» COMPITI:
(a) Rispondi a queste domande sul testo sulle cure palliative:
(i) In Italia, a quante persone è garantito oggi l'accesso alle cure palliative?
(ii) A chi sono rivolte le cure palliative?
(iii) Che ruolo ha Danila Valenti?
(b) Continua il testo sulle cure palliative, partendo subito dopo la sua ultima frase.

» TESTO FORNITO:
━━━

Si garantisca al paziente l’accesso reale, libero e non diseguale a tali percorsi, indipendentemente dalla scelta finale che egli vorrà compiere

Gianpaolo Fortini, presidente Sicp

In Italia, l’accesso alle cure palliative è attualmente garantito solo ad una persona su 4 e solo nove regioni soddisfano i requisiti. «Noi sosteniamo che nessuno debba essere lasciato solo o sentirsi abbandonato nella sofferenza perché in tali condizioni psicofisiche diventa difficile esercitare liberamente le scelte», conclude Fortini. «L’accesso alle cure palliative non è oggi equamente distribuito in termini di organizzazione dei Sistemi Sociosanitari Regionali. È necessario, per coerenza, realizzare finalmente quanto già normato e disciplinato in ordine alle cure palliative».

Le cure palliative sono interventi rivolti a persone con una malattia inguaribile che tengono conto del suo contesto di vita e nel rispetto dei suoi valori più profondi. Tra gli obiettivi che si pongono c’è anche il garantire che le decisioni sul trattamento siano basate su una reale valutazione personale dell’individuo.

Inoltre, in riferimento al ruolo delle cure palliative richiamato nella sentenza n. 242/2019 della Corte Costituzionale, quella che stabilì che l’aiuto al suicidio non è punibile in presenza di precise condizioni (maggiorenne, malattia irreversibile, fonte di sofferenze fisiche e psicologiche insopportabili, in un percorso di cure palliative, tenuta in vita con trattamenti sostituivi, pienamente capace di intendere e volere)  Danila Valenti, responsabile del Comitato Sicp per le questioni etiche, precisa che «tale sentenza richiama espressamente l’obbligo di verificare l’adeguatezza dell’offerta di Cure Palliative, insieme alla corretta informazione rivolta alla persona malata, accompagnata in un percorso di rispettosa e delicata comunicazione onesta. Questa verifica, tuttavia, non può essere interpretata come un atto puramente formale: essa rappresenta un momento cruciale per rendere effettiva una scelta autonoma e una scelta libera nella complessità emotiva di una persona malata e nella complessità del percorso di consapevolezza».

━━━

[Dati di puntamento per espressioni referenziali]
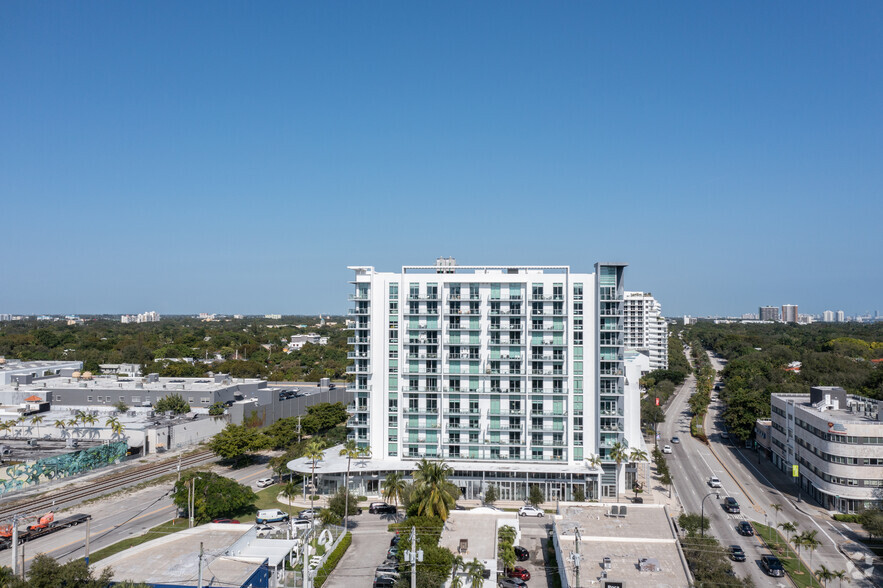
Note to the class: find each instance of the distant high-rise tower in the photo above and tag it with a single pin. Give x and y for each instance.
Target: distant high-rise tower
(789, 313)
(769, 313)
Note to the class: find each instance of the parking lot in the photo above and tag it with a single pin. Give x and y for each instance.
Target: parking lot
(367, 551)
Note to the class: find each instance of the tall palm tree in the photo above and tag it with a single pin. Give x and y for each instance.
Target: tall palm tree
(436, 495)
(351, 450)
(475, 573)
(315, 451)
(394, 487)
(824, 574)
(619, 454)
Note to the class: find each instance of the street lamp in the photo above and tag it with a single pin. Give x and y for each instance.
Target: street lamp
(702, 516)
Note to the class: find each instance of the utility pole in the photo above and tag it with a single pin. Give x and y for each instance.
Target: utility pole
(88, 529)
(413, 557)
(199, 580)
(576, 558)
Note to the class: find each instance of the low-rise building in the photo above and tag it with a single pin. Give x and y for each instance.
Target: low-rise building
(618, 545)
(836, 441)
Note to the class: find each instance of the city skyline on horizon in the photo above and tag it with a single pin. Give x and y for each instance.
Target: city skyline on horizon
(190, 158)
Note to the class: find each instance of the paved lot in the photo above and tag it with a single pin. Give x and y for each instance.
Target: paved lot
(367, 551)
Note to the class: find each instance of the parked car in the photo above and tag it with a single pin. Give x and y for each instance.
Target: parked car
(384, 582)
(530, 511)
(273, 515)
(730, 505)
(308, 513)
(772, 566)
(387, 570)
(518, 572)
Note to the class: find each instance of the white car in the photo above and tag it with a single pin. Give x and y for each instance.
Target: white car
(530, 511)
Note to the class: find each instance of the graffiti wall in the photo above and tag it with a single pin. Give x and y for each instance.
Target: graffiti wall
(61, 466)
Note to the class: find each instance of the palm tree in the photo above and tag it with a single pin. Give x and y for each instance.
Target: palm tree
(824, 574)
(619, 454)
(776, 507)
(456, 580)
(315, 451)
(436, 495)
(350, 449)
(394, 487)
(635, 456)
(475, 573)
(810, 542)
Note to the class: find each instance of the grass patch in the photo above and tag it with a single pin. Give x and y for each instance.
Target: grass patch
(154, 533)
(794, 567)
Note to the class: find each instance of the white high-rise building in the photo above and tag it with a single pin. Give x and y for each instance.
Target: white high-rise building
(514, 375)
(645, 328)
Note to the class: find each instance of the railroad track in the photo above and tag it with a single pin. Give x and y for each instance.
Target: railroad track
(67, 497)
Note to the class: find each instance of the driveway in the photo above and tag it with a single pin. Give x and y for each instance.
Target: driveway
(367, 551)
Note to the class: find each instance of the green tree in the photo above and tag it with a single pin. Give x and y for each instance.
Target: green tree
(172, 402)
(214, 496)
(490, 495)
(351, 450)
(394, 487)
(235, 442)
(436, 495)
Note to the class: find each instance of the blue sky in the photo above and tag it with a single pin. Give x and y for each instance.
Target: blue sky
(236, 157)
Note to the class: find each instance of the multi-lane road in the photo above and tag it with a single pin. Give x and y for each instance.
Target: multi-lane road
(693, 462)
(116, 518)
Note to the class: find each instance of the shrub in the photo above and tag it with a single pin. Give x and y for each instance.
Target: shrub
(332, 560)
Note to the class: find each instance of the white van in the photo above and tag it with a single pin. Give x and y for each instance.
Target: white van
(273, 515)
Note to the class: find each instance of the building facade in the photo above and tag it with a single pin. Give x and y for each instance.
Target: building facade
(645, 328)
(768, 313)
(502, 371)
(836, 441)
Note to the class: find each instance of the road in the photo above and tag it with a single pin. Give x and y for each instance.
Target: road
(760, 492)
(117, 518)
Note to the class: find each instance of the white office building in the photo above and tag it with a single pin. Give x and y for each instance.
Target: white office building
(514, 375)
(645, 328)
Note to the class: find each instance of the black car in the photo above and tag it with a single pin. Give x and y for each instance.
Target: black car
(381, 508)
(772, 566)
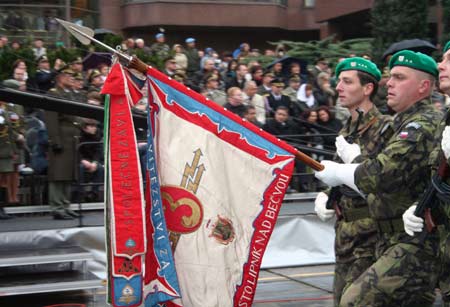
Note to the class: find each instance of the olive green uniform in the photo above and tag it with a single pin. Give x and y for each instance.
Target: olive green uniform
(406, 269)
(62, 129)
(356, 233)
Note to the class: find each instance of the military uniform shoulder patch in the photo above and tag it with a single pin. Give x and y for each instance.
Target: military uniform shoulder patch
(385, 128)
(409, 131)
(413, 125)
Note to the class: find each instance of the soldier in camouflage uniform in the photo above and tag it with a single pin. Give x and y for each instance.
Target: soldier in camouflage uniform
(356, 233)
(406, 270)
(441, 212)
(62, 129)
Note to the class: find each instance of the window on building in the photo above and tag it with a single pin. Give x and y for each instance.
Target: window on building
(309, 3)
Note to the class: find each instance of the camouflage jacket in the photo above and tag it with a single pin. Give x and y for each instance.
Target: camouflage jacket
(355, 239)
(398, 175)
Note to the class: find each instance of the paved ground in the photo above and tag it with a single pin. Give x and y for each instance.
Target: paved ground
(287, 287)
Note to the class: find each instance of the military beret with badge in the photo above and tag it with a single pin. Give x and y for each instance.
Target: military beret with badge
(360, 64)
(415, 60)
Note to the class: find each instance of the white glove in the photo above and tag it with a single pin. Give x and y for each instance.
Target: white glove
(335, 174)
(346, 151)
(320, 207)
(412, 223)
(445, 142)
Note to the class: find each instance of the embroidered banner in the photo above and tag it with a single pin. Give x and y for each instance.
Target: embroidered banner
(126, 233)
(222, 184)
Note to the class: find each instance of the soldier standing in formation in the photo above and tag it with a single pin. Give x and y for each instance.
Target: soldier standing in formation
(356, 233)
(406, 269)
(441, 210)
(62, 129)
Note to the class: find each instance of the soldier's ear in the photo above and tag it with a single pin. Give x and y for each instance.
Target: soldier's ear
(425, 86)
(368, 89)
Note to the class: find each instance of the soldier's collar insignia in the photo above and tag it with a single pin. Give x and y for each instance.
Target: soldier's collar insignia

━━━

» RISPOSTE DATE:
(a)
(i) A una persona su 4.
(ii) A persone con una malattia inguaribile.
(iii) È responsabile del Comitato Sicp per le questioni etiche.

(b)
Le cure palliative sono un momento cruciale per rendere effettiva una scelta autonoma e una scelta libera, garantita solo dal Servizio sanitario pubblico

Danila Valenti

Incomprensibile la decisione dell’esclusione del servizio sanitario nazionale e gli ospedali pubblici. Valenti ricorda che tale «scelta libera che può essere garantita solo dalla presenza di un Servizio Sanitario Pubblico, espressione di una comunità di cura che attraverso il gettito fiscale si impegna a garantire cure universalistiche. Annunciamo l’avvio di un lavoro di riflessione e approfondimento del Comitato per le questioni etiche, volto a offrire un contributo rigoroso e qualificato alla discussione in corso».

Non è la prima volta che si brandiscono in modo strumentale le cure palliative e non sarà l’ultima. La bozza di legge prevede anche un nuovo organo, il Comitato nazionale di valutazione etica, che farà da filtro a tutte le richieste dei territori e darà parere positivo o negativo alla richiesta di suicidio medicalmente assistito, con sette membri (un giurista, un bioeticista, un palliativista, un anestesista rianimatore e uno psichiatra, uno psicologo e un infermiere) tutti di nomina governativa. Anche questo passaggio viene bocciato da molti e non solo per il rischio di politicizzazione delle questioni. Come spiega Giuseppe Intravaia, referente area infermieri della Sicp, «in un’ottica di prossimità e attenzione al contesto e ai bisogni multidimensionali delle persone gravemente malate, Sicp ritiene opportuno normare la creazione – su base legislativa – di Comitati locali per l’etica nella clinica, dotati di competenze multidisciplinari e capaci di valutare territorialmente, caso per caso, le situazioni complesse che richiedono ascolto e discernimento». Chi riceve parere negativo non potrà sottomettere domanda per quattro anni, un tempo infinito per chi si trova in condizioni tali da chiedere il Sma. I nodi sono molti. La speranza di molti cittadini è che la discussione sul testo si avvicini al dolore e alla sofferenza delle persone, ne rispetti le legittime richieste senza creare pretestuosi ostacoli all’esercizio del loro diritto all’autodeterminazione.